* [LISTA DE TAREAS]
a – Resume en forma de lista el párrafo del texto sobre el poemario de Javier Nasarre que empieza por "Los hombres que no tienen fe" y conserva sus datos principales.
b – Escribe la continuación del texto sobre el poemario de Javier Nasarre a partir de su última frase.

* [SECCIÓN DEL TEXTO]
El escozor del alacrán en el poemario de Javier Nasarre


Por Carlos Calvo
Fotografías: D.S.

  Los hombres que no tienen fe buscan espacios propios. Acaso para sobrevivir. Acaso para trascender la experiencia inmediata. Si naces en Zuera y pasas largas temporadas de tu infancia en Fago, ese pueblo tristemente conocido por unos imbéciles, eres un hombre físicamente rural.

    Del paisaje agreste, árido. Del territorio genuinamente aragonés. Luego, si estudias en la costa asturiana, te encuentras con el mar y las verdes praderas. Del amarillo al rosa. Summers en dirección contraria. Ese espacio físico del tiempo, del universo, se puede volver metafísico. Es, en efecto, “la intemperie metafísica, la soledad, la conciencia hacedora de mundos, el fanatismo destructor y satisfecho, el desarraigo, el sufrimiento y el placer, el deseo y la nada”.

* [ENTRADAS FACILITADAS]

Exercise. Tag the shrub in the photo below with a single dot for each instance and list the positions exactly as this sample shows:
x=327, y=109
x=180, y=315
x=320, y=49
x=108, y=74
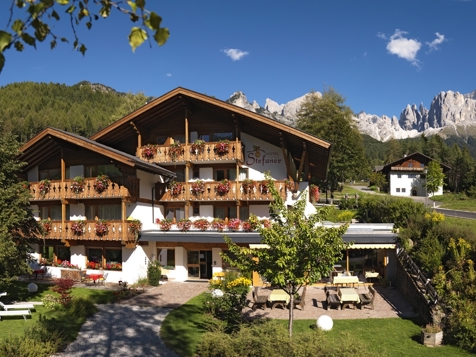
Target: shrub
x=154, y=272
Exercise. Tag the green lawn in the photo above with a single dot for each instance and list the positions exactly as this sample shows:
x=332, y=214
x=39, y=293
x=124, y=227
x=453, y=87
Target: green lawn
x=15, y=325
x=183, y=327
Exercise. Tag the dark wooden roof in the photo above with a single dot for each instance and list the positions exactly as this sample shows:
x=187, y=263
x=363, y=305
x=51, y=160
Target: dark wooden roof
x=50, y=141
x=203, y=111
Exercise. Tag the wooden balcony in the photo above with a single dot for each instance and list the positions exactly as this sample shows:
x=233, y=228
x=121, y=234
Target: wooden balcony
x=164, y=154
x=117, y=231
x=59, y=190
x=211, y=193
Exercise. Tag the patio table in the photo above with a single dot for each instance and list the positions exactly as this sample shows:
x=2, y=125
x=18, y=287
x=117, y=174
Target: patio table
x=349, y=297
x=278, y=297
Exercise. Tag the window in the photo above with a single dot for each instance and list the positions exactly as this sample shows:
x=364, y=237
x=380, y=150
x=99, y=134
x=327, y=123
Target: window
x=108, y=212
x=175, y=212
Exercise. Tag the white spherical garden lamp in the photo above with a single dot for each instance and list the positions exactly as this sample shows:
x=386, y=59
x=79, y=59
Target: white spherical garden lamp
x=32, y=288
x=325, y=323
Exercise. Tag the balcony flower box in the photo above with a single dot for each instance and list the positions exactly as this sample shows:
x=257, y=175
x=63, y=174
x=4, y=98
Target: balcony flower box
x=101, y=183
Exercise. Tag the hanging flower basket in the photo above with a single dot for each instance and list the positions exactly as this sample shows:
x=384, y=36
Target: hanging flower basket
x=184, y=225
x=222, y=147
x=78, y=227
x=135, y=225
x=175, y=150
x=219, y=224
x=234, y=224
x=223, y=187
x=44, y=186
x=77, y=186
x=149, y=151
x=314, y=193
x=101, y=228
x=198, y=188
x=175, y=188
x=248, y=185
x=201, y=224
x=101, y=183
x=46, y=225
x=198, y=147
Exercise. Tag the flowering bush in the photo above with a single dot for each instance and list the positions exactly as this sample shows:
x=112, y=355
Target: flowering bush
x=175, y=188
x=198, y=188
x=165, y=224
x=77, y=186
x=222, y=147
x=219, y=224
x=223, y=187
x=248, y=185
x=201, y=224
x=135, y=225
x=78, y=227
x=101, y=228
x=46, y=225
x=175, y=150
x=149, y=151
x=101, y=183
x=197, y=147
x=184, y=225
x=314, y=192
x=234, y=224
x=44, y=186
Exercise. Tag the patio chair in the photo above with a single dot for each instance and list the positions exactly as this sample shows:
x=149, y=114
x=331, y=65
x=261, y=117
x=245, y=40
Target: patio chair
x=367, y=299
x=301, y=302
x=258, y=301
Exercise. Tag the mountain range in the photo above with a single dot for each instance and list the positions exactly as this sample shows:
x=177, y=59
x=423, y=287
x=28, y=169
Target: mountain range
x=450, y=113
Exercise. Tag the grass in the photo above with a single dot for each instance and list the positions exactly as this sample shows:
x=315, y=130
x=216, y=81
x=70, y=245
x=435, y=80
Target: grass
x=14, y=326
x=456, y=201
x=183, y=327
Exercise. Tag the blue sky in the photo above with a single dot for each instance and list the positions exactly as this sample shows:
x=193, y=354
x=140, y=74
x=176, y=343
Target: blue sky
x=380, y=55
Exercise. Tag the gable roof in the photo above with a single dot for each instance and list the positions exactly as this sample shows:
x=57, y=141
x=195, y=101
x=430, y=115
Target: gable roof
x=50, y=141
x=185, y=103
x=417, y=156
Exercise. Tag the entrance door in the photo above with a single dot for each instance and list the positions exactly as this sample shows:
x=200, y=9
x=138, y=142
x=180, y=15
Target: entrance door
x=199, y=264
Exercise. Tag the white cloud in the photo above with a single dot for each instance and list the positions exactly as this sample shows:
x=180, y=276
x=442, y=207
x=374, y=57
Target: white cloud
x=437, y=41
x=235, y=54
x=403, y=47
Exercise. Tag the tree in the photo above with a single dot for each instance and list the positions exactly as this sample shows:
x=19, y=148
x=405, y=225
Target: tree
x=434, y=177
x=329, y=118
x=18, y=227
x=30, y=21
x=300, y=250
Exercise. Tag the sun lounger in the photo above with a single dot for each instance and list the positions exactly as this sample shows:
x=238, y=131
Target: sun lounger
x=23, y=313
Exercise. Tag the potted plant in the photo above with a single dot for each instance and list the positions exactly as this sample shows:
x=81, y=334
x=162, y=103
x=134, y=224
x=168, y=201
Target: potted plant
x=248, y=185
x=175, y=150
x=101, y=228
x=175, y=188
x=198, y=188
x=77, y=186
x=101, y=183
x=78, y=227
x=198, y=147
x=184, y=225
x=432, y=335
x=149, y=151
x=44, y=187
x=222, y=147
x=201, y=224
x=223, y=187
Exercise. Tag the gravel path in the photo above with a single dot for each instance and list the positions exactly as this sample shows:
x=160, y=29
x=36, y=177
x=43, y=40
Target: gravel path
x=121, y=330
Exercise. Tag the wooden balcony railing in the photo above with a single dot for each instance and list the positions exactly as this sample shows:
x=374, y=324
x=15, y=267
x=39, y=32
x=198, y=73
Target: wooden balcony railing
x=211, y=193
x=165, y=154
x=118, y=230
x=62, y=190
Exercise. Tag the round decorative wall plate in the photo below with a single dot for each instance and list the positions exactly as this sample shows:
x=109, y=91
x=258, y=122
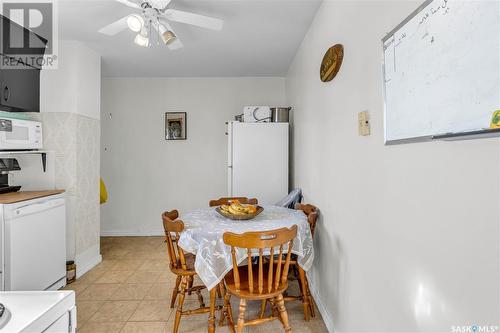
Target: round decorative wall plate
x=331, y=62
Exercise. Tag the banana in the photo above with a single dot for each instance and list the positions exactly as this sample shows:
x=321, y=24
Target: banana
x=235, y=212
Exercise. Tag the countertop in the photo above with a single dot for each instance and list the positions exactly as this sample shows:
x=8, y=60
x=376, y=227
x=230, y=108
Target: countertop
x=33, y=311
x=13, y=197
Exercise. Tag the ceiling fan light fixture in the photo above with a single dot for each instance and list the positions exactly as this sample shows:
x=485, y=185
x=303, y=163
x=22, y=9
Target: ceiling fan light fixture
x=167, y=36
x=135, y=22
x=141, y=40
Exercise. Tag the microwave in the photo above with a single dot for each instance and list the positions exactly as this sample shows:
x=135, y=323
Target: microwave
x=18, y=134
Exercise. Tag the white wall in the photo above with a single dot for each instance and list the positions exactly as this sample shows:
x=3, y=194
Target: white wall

* [RESPUESTAS POR TAREA]
a –
- Los hombres sin fe buscan espacios propios, quizá para sobrevivir o para trascender la experiencia inmediata.
- Quien nace en Zuera y pasa largas temporadas de su infancia en Fago, pueblo tristemente conocido por unos imbéciles, es un hombre físicamente rural.

b –
 Javier Nasarre, añada del 58, es profesor de matemáticas de educación secundaria y bachillerato en el instituto Miguel Catalán de Zaragoza (también doctor en la disciplina de ciencias de la física teórica), y allí ha presentado su poemario ‘Geometrías de la intemperie’ (Neopàtria, 2017). Su afición a la literatura proviene de su época de internado laboral en Gijón, donde estudia hasta mediados de los años setenta del siglo veinte, una época de efervescencia política y cultural que marca de manera decisiva su percepción del estado de las cosas. Esa cosas de la vida de las que hablaba Sautet. En cierto modo, Nasarre intenta aunar su formación científica con sus intereses de carácter humanístico, filosófico. Su poesía, a veces de combate, a veces hiperrealista, viene impulsada en sus particulares miedos y pretextos, en sus prejuicios y reproches, en sus razonamientos e intimidades.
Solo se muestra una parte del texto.